◆ **SET TASK**: Repeat, exactly and in full, the lines of the listing below, but without any pictures.

◆ **RECORDS FOR THE TASK**:
## Start

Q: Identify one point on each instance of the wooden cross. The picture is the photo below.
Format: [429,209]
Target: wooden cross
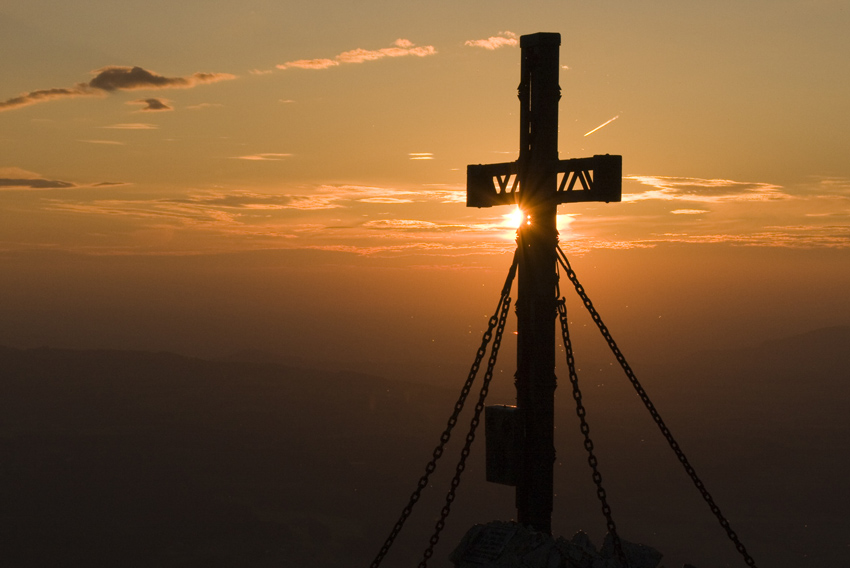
[537,182]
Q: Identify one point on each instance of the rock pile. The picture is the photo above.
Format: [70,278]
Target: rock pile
[510,545]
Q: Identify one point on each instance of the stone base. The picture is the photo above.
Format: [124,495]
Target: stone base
[501,544]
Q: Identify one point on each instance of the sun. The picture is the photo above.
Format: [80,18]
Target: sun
[514,219]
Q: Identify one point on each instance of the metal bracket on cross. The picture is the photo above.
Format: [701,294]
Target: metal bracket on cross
[581,179]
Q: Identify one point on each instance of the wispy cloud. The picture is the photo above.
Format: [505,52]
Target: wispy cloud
[114,78]
[107,142]
[504,39]
[152,105]
[201,106]
[400,48]
[20,179]
[266,157]
[309,64]
[133,126]
[704,190]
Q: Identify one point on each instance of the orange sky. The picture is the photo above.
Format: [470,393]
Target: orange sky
[204,177]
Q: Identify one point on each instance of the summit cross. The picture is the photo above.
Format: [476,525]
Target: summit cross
[538,182]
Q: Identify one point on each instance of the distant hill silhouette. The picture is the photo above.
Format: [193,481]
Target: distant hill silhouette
[118,458]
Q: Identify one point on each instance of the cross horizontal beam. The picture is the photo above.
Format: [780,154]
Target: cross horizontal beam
[581,179]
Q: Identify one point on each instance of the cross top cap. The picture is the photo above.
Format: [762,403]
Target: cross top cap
[540,38]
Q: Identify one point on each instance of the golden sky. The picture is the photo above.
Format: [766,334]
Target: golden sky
[338,133]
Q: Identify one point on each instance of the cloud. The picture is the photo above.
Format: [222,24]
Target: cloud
[200,106]
[400,48]
[44,95]
[309,64]
[108,142]
[152,105]
[20,179]
[606,123]
[704,190]
[267,157]
[114,78]
[504,39]
[133,126]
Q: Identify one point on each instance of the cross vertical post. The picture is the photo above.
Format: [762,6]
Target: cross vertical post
[532,182]
[539,94]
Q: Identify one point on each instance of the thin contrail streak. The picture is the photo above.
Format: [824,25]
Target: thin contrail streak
[603,124]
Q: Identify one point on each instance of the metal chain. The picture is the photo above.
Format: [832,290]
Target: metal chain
[652,411]
[585,430]
[470,437]
[446,435]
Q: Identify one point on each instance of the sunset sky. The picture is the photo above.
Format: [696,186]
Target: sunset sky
[213,176]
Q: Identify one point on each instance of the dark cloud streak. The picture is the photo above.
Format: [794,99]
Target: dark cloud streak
[116,78]
[152,105]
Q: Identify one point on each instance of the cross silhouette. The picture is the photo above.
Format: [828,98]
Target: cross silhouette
[537,182]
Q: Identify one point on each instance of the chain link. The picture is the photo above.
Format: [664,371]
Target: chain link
[470,437]
[496,320]
[652,411]
[585,430]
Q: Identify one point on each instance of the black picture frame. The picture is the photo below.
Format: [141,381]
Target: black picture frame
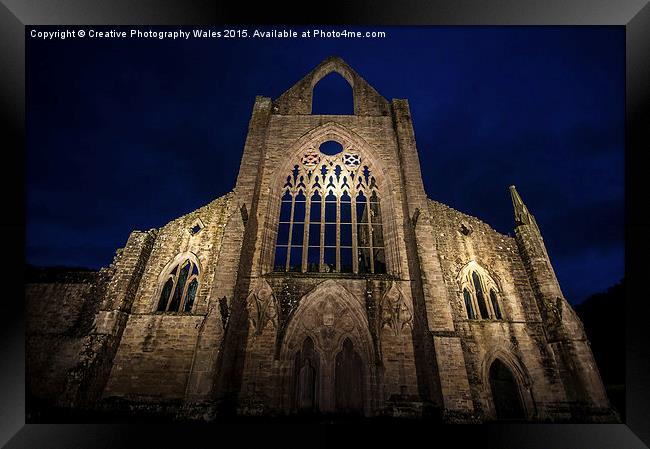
[634,15]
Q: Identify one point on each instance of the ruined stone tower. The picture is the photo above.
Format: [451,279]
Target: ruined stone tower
[326,282]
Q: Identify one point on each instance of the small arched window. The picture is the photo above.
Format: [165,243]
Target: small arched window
[480,295]
[179,290]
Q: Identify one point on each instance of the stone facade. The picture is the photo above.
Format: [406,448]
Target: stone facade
[197,319]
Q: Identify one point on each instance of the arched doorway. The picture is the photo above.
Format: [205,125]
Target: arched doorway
[325,355]
[348,381]
[505,393]
[305,373]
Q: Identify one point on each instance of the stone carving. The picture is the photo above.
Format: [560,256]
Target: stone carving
[395,312]
[262,307]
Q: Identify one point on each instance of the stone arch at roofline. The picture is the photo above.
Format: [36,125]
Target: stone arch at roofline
[297,100]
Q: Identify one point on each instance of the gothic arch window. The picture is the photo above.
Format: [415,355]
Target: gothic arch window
[330,216]
[179,287]
[480,293]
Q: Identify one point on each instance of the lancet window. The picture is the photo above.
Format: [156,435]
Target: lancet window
[330,216]
[480,293]
[179,288]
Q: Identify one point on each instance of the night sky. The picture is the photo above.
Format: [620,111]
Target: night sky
[130,134]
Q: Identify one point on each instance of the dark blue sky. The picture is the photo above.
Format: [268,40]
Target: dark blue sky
[130,134]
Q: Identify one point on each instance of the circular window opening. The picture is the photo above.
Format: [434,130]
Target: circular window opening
[330,148]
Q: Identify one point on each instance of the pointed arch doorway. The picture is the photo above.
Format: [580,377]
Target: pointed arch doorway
[505,393]
[326,351]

## End

◆ **RESULT OF THIS TASK**:
Q: Identify one point on each instance of the wooden cross. The picture is the photo below.
Format: [429,209]
Target: wooden cross
[537,182]
Q: Identify one point on each instance of the rock pile. The picture is the photo above.
Format: [70,278]
Target: rock pile
[510,545]
Q: Identify one point on each instance of the stone base. The picture is the photo above.
Format: [124,495]
Target: stone base
[501,544]
Q: Identify one point on each instance of the sun. The picture is the photo above.
Format: [80,18]
Target: sun
[514,219]
Q: Identify one point on each instance of the metal bracket on cross. The picture is the photo above.
Format: [701,294]
Target: metal bracket on cross
[581,179]
Q: Identify one point on each instance of the wispy cloud. The picture is the photo above.
Format: [505,52]
Target: wispy cloud
[114,78]
[107,142]
[504,39]
[152,105]
[201,106]
[400,48]
[20,179]
[266,157]
[309,64]
[133,126]
[704,190]
Q: Identify one point on each instance of the orange sky. The picture is the photo above.
Format: [470,393]
Target: orange sky
[204,177]
Q: Identify one point on each instance of the summit cross. The picture is the photo above.
Format: [476,525]
Target: summit cross
[538,182]
Q: Identify one point on each instance of the distant hill silhouette. The picture is the photo above.
Format: [193,481]
Target: distant hill silhouette
[118,458]
Q: Identify one point on each instance of the cross horizontal beam. The picture is the photo above.
Format: [780,154]
Target: cross horizontal beam
[581,179]
Q: Identify one point on each instance of the cross top cap. The picture is the photo above.
Format: [762,403]
Target: cross top cap
[540,38]
Q: Identify one point on each instance of the golden sky. The picture is the photo above.
Format: [766,334]
Target: golden sky
[338,133]
Q: Identify one point on each instance of the cloud. The picture is the photo above.
Format: [222,24]
Target: cloud
[200,106]
[400,48]
[44,95]
[309,64]
[108,142]
[152,105]
[20,179]
[606,123]
[704,190]
[267,157]
[114,78]
[504,39]
[133,126]
Q: Identify one point on each instance of the cross vertical post. The picture is the photo above.
Format: [762,6]
Target: cross vertical post
[532,182]
[539,94]
Q: Identify one point on each instance of the thin contrail streak. The picture is the photo above.
Format: [824,25]
Target: thin contrail streak
[603,124]
Q: Identify one point on each instance of the metal chain. The picture is the photo above.
Format: [832,290]
Target: metal chain
[652,411]
[585,430]
[470,437]
[446,435]
Q: Identify one point on each instance of the sunset sky. The picture is the photo above.
Format: [696,186]
Target: sunset sky
[213,176]
Q: Identify one point on each instance of the dark cloud streak. The picture is the photo above.
Format: [794,99]
Target: dark cloud streak
[116,78]
[152,105]
Q: Identify one point on each instance of the cross silhouette. The picture is the photo above.
Format: [828,98]
Target: cross silhouette
[537,182]
Q: Identify one point on each instance of the chain link. The picture is the photo above.
Format: [664,371]
Target: chain link
[470,437]
[496,320]
[652,411]
[585,430]
Q: Identify one point on each instance of the black picture frame. The picture is the photo below.
Format: [141,381]
Target: black picture frame
[634,15]
Q: Identify one point on each instance of the ruined stone tower. The picture is the photo above.
Format: [451,279]
Target: ruined stone tower
[326,282]
Q: Identify one point on each instance of the small arched window. The picture is the photo above.
Format: [165,243]
Target: small arched window
[480,295]
[179,290]
Q: Identify one point on each instance of the stone facade. The picture is the photo above.
Format: [406,448]
Target: stone facade
[197,319]
Q: Identify one point on each instance of the arched doorway. The picture is the photo above.
Format: [205,125]
Target: arched doorway
[325,355]
[348,381]
[505,393]
[305,373]
Q: Identify one point on each instance of the stone carving. The picture is the photo above.
Format: [560,256]
Target: stone carving
[395,312]
[262,307]
Q: Identify one point on each instance of the stone arch at roofline. The picture is the photo above.
Format: [36,125]
Target: stone arch at roofline
[297,100]
Q: Identify one point on each instance of the gothic arch window. The picture is the photo above.
Format: [415,355]
Target: gothic arch window
[330,216]
[179,287]
[480,293]
Q: Identify one point on each instance of the lancet window. The picture is the photo above.
Format: [156,435]
Target: lancet window
[330,216]
[480,293]
[179,288]
Q: Identify one point on each instance of the night sky. The picture is the photo above.
Format: [620,111]
Target: night sky
[130,134]
Q: Identify one point on each instance of the dark blue sky. The picture is the photo above.
Format: [268,40]
Target: dark blue sky
[130,134]
Q: Identify one point on each instance of the circular window opening. The picture is the photo above.
Format: [434,130]
Target: circular window opening
[330,148]
Q: Identify one point on each instance of the pointed arch doorway. The picture is the photo above.
Format: [580,377]
Target: pointed arch doorway
[505,393]
[326,351]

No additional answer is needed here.